▸ Try it: Which of the lines below contain the string "stone"? Pull each one out of the data.

[Natural language region descriptions]
◆ ◆ ◆

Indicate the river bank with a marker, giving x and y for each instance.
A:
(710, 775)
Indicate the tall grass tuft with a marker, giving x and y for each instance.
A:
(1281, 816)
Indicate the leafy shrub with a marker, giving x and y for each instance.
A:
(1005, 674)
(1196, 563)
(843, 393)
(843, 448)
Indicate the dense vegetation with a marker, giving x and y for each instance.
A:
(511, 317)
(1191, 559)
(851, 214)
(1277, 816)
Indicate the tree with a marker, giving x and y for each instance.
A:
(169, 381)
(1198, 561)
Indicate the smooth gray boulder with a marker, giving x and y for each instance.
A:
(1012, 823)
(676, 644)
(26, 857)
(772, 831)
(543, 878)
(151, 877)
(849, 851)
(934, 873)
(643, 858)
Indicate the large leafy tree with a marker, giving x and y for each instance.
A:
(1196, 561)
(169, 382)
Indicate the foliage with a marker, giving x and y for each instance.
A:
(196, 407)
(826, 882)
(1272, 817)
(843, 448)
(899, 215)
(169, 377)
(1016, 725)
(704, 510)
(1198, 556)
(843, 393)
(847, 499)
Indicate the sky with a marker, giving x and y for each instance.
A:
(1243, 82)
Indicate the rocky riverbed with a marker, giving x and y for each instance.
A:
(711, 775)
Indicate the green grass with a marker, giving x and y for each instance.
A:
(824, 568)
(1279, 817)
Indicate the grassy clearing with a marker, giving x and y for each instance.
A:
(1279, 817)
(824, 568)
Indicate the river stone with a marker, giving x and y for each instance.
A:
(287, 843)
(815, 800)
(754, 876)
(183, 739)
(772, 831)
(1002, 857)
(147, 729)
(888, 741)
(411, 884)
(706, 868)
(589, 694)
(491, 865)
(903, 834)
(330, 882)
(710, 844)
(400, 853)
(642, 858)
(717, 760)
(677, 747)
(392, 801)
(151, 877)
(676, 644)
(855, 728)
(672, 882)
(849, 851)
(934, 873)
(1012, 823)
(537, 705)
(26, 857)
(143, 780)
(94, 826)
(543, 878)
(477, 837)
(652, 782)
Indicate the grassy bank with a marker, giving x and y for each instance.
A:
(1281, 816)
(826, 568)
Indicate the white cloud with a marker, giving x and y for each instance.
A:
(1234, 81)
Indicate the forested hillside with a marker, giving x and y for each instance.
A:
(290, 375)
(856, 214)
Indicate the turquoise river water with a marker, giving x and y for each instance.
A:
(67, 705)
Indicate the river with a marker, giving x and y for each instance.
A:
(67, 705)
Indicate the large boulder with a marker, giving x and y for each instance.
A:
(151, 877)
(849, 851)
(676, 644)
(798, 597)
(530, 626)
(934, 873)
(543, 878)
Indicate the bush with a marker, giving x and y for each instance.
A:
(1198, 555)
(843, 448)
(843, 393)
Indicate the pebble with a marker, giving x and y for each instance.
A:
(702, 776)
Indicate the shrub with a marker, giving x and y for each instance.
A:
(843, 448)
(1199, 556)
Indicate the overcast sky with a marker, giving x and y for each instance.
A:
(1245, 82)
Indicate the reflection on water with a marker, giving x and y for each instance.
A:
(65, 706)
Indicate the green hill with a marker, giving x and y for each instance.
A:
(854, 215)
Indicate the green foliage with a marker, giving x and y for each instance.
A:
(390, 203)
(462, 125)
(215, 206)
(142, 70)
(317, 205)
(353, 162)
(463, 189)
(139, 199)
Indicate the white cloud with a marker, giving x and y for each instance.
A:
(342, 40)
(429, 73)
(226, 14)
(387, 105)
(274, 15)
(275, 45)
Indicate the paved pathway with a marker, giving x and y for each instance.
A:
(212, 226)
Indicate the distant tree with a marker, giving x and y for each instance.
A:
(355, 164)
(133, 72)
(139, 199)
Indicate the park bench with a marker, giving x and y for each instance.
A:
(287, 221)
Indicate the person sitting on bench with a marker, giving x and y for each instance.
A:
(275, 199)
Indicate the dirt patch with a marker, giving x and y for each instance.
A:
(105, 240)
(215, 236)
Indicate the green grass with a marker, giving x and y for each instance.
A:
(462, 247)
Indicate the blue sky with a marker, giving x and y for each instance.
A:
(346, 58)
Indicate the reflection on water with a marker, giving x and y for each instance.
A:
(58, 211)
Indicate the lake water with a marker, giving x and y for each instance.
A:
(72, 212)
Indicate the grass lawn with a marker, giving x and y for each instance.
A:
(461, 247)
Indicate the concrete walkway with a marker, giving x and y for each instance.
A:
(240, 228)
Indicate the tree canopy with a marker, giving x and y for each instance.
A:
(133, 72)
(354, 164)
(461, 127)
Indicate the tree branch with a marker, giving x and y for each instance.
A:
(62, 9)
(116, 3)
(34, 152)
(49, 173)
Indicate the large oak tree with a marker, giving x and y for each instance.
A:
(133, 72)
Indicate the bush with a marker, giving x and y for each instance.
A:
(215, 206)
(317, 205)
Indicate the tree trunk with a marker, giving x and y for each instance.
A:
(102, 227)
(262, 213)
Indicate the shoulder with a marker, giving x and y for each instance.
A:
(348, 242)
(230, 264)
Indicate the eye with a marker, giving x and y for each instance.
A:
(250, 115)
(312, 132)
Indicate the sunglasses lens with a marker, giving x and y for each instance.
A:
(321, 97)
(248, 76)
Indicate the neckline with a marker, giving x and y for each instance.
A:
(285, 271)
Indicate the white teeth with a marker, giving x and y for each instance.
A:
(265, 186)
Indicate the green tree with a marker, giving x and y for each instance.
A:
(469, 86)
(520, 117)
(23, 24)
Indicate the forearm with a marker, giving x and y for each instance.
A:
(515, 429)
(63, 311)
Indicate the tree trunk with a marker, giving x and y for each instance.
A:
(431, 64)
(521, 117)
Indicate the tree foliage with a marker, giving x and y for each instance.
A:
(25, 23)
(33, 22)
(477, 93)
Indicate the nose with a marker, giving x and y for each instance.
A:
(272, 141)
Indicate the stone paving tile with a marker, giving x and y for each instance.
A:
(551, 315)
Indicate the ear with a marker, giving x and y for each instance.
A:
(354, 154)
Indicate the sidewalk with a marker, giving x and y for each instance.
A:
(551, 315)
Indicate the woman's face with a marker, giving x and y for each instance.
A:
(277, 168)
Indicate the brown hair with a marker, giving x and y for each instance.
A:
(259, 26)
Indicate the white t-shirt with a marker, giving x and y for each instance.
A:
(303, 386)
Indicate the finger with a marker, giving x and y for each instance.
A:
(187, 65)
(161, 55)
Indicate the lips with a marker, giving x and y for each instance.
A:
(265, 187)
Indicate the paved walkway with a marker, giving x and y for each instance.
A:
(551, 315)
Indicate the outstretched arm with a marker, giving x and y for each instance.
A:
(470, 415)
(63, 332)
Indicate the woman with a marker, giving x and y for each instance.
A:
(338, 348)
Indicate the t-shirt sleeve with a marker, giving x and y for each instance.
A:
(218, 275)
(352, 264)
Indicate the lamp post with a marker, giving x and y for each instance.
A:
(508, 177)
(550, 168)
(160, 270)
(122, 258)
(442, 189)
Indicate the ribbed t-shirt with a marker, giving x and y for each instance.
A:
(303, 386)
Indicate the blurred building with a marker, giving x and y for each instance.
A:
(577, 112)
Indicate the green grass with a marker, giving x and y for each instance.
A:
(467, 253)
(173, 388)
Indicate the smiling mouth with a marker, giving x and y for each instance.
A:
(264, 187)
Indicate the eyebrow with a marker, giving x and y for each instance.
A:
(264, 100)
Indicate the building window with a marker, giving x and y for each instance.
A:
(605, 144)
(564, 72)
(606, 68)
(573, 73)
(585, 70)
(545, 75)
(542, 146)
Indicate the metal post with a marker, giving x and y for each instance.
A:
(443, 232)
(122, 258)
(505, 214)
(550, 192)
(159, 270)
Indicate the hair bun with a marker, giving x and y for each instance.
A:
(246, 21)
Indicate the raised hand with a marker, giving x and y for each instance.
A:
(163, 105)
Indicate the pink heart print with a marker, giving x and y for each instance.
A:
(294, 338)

◆ ◆ ◆

▸ Exercise output:
Indicate the river stone with a marker, giving x and y for each instance.
Indicate the stone paving tile with a marker, giving x and y for each instance.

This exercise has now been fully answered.